• **WHAT THE EXERCISE ASKS**:
Could you restate exactly the lines that begin at the line with "Where can you find the windshield" and end at the final line of the data?

• **RECORDS PROVIDED**:
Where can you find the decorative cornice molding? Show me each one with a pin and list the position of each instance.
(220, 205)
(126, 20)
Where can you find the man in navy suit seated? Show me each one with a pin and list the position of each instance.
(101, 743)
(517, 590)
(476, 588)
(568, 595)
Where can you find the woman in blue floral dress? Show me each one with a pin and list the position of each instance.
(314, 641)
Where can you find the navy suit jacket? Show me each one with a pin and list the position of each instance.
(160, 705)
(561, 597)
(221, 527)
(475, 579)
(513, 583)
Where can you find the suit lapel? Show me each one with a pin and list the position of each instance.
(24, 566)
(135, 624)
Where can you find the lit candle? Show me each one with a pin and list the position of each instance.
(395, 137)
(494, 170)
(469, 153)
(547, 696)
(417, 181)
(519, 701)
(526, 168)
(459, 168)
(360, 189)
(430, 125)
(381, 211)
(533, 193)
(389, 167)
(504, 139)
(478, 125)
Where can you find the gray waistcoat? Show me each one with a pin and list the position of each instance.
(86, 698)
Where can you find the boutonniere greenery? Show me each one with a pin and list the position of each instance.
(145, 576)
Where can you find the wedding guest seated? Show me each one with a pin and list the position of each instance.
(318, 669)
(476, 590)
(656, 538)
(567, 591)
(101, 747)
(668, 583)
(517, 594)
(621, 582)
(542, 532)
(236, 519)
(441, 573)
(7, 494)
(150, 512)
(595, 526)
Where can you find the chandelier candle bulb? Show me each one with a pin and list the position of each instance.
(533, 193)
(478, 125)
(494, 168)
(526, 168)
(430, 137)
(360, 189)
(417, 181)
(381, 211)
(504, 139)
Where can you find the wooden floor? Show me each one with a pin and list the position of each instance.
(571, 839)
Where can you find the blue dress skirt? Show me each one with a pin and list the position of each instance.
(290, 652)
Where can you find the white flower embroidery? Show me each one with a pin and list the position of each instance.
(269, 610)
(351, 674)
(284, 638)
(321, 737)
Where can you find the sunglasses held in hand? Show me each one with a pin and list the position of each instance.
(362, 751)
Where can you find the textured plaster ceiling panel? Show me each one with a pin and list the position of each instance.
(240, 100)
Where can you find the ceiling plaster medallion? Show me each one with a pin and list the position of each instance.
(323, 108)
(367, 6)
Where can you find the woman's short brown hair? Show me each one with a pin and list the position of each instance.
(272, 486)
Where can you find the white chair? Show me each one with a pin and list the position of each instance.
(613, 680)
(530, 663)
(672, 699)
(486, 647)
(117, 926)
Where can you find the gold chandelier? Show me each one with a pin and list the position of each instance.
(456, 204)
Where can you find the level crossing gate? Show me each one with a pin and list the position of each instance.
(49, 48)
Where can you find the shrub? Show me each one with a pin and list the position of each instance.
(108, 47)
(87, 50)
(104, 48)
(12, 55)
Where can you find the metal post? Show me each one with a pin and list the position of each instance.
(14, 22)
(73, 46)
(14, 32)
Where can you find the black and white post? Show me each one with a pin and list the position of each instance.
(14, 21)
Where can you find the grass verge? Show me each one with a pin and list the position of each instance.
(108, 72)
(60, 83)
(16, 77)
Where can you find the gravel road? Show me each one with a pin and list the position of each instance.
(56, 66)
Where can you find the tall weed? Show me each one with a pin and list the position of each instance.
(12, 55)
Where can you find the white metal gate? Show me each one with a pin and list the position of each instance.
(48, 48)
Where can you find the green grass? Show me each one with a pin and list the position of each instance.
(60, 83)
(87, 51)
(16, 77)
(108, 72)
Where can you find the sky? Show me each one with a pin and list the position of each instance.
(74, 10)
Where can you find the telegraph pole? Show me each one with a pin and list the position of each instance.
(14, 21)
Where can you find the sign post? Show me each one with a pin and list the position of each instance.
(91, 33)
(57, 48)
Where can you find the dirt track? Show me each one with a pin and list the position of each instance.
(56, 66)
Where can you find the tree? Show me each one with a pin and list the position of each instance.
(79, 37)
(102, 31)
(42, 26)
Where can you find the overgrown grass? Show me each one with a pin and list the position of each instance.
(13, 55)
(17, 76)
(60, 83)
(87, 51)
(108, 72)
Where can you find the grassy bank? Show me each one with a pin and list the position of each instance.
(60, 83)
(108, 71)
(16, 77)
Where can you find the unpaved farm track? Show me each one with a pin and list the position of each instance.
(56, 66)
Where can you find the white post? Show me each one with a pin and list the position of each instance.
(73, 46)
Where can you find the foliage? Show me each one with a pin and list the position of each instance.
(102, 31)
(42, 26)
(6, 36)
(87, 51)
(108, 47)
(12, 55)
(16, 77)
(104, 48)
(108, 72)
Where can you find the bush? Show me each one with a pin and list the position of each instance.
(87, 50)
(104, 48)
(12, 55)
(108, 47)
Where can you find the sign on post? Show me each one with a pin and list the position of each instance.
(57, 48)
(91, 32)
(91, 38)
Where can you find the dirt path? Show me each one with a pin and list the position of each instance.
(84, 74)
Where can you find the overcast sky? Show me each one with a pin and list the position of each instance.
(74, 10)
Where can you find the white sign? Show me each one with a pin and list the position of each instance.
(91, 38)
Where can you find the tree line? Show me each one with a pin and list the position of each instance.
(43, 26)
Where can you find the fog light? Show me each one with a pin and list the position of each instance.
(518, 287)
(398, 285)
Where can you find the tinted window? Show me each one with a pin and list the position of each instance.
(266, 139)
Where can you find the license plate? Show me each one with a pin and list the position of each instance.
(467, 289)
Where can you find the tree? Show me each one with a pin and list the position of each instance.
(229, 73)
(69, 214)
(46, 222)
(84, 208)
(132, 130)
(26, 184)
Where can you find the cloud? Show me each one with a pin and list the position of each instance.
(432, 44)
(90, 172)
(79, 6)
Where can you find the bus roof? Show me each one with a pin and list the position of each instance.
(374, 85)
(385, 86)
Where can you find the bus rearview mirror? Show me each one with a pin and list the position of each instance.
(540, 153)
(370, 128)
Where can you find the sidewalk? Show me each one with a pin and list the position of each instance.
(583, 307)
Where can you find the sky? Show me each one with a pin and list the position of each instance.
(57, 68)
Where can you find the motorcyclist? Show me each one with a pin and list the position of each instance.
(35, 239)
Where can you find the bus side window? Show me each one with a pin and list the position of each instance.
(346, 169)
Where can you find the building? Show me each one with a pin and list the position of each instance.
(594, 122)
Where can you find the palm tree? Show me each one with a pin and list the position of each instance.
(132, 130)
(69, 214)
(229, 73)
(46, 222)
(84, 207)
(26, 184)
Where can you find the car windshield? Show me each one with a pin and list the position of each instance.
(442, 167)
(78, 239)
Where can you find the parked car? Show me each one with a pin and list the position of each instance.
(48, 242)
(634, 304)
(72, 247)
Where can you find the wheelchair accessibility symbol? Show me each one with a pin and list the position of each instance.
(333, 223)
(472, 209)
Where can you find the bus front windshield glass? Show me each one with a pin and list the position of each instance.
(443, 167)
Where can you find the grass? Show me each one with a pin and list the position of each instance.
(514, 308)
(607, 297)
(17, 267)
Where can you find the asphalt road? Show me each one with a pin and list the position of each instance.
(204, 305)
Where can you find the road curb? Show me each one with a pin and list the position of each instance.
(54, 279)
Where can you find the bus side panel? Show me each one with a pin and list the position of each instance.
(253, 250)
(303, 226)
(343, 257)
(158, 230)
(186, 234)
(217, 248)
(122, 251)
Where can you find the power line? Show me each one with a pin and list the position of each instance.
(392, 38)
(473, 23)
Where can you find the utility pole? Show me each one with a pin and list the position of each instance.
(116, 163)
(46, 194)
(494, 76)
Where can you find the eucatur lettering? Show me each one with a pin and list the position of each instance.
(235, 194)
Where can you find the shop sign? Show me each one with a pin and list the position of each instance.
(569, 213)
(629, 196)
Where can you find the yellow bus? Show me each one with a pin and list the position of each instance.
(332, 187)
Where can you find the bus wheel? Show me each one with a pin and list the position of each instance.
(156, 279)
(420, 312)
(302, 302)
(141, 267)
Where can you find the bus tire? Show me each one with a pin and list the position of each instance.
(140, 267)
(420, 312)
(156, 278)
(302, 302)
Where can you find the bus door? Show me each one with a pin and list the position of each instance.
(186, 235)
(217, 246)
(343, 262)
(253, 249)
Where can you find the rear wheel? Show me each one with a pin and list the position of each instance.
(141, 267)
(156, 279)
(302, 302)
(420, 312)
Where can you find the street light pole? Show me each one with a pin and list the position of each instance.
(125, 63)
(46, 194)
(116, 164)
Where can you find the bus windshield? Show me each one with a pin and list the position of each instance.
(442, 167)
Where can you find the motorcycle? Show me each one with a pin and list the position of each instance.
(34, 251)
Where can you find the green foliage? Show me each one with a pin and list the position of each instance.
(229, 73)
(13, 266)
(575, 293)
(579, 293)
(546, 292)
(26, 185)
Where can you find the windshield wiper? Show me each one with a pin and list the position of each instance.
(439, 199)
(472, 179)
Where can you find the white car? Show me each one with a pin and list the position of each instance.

• **RESPONSE**:
Where can you find the windshield wiper? Show me each one with a pin and list the position of each instance.
(439, 199)
(472, 179)
Where can you find the white car? Show me each one with a pin and list the position of each instance.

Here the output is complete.